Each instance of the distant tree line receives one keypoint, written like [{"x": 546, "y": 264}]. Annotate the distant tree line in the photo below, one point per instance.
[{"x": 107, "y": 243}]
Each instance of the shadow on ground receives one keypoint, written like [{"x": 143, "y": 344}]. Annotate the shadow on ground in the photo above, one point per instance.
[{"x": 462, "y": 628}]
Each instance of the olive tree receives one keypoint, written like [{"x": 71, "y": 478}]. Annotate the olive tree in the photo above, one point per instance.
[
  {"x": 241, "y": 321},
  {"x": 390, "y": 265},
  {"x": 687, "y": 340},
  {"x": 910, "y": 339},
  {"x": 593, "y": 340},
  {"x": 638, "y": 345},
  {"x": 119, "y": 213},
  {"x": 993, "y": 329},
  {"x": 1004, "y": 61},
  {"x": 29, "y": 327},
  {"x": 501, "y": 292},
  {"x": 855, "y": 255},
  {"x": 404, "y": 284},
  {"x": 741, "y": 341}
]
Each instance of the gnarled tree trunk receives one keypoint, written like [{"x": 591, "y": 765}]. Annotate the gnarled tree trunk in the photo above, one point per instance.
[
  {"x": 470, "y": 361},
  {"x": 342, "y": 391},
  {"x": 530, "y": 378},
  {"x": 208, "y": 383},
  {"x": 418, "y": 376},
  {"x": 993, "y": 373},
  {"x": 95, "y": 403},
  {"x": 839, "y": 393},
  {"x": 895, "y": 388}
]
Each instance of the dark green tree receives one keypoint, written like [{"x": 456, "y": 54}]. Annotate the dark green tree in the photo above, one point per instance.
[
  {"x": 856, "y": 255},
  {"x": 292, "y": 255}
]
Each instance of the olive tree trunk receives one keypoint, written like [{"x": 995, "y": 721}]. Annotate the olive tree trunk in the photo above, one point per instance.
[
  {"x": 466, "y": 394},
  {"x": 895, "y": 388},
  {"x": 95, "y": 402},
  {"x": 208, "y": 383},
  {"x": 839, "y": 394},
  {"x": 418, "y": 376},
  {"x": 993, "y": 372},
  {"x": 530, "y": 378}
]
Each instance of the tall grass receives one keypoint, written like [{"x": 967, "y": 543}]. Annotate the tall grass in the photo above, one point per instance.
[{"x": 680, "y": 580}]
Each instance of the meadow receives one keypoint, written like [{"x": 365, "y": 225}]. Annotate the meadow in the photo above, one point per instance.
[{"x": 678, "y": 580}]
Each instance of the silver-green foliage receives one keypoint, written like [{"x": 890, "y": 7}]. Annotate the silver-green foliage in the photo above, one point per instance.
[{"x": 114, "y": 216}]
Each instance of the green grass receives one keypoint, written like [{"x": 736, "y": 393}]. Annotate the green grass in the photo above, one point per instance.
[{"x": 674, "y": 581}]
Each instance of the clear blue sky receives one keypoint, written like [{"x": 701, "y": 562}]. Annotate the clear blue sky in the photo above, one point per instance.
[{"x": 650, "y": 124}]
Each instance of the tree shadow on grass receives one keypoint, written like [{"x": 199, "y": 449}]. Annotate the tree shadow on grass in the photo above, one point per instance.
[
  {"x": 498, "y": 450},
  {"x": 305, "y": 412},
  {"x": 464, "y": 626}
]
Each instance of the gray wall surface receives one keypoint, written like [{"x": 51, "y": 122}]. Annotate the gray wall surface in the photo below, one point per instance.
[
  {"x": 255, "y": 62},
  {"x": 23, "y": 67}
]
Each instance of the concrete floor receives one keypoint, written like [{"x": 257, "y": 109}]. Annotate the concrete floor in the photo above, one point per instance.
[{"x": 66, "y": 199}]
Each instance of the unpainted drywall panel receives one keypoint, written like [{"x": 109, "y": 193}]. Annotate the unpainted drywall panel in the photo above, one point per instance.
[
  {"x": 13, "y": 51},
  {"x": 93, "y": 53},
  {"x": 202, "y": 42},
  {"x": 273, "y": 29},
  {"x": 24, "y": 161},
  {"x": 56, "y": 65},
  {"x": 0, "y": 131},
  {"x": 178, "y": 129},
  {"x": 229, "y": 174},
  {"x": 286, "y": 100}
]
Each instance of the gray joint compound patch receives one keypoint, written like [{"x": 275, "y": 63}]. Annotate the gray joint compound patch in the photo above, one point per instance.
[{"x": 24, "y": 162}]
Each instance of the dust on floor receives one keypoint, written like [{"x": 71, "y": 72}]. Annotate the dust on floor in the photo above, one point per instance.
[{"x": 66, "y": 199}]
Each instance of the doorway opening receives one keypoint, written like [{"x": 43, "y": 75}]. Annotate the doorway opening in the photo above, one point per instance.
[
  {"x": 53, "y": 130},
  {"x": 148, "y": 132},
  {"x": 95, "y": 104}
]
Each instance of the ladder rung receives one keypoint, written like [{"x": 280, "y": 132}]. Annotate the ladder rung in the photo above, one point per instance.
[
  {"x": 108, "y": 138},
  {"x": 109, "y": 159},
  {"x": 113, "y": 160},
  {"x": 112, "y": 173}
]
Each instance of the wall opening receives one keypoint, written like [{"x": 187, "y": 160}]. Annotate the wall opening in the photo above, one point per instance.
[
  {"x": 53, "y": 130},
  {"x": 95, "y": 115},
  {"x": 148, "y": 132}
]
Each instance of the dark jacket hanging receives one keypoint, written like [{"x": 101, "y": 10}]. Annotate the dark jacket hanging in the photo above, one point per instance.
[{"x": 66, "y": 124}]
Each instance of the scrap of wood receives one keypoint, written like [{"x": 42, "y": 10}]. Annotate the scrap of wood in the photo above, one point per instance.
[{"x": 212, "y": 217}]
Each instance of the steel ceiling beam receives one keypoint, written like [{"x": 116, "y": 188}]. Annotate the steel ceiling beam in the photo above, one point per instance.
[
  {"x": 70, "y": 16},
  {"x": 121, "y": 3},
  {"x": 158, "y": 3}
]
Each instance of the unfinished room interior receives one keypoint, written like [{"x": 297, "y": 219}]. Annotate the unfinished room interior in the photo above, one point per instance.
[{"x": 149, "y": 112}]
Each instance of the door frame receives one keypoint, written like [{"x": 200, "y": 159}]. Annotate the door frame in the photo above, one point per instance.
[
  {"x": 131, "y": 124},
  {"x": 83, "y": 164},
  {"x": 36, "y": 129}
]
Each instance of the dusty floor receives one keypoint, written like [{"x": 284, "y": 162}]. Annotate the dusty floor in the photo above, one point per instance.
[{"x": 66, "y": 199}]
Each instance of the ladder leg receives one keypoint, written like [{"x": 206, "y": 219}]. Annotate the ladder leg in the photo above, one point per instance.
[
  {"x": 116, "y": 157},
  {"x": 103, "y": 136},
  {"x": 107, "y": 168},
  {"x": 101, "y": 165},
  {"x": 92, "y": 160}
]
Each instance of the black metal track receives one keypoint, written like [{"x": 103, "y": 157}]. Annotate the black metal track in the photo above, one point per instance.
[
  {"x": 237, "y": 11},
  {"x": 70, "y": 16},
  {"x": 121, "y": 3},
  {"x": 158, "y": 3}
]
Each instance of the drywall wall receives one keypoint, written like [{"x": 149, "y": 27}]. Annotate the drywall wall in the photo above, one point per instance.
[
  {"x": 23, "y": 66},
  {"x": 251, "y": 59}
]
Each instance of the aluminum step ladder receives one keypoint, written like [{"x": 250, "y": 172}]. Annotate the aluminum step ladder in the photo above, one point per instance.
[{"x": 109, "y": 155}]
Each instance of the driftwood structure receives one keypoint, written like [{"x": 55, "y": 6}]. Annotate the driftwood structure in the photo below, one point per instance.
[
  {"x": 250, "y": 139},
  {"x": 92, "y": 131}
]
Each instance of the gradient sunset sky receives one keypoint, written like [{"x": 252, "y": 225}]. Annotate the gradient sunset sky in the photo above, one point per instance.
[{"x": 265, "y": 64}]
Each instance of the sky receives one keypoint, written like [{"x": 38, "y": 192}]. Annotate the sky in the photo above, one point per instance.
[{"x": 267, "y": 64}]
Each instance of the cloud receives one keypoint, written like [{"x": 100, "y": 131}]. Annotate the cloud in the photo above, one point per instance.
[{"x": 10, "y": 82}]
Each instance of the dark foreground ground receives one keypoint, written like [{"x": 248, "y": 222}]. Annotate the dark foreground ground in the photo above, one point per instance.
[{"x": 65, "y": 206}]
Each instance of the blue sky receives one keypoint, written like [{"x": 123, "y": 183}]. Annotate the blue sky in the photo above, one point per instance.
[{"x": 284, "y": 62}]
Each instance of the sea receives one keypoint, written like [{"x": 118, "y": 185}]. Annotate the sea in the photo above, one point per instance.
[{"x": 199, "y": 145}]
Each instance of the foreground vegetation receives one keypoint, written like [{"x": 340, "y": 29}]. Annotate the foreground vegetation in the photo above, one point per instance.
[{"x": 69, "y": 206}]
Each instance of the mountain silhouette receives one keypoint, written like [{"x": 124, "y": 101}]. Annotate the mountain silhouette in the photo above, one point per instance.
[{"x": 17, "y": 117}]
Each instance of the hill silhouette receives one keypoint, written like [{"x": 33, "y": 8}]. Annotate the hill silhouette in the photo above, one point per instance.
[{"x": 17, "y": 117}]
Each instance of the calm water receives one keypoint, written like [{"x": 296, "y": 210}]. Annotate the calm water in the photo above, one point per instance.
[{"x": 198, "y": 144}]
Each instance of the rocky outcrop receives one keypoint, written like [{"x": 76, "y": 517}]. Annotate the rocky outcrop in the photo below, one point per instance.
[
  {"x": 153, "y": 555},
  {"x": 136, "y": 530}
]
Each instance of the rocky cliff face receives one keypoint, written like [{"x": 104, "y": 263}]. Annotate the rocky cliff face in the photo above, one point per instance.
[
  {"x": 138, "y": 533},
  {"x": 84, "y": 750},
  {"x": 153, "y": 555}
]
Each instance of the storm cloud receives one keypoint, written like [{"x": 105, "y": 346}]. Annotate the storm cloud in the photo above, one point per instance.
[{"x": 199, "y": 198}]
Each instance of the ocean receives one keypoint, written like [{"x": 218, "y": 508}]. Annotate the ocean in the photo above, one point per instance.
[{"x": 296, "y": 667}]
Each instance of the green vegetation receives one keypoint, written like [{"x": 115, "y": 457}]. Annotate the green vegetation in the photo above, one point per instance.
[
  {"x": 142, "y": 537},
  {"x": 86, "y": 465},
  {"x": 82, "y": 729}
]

= The exercise =
Begin at the line that has "Each instance of the green vegetation" and stop after the last line of the records. Write those lines out again with "green vegetation" renamed to "low shrubbery" and nothing else changed.

= Exercise result =
Each instance of the low shrubbery receives one keypoint, written like [{"x": 115, "y": 457}]. Annotate the low shrubbery in the photo above, one point per instance.
[
  {"x": 142, "y": 537},
  {"x": 86, "y": 465},
  {"x": 82, "y": 729}
]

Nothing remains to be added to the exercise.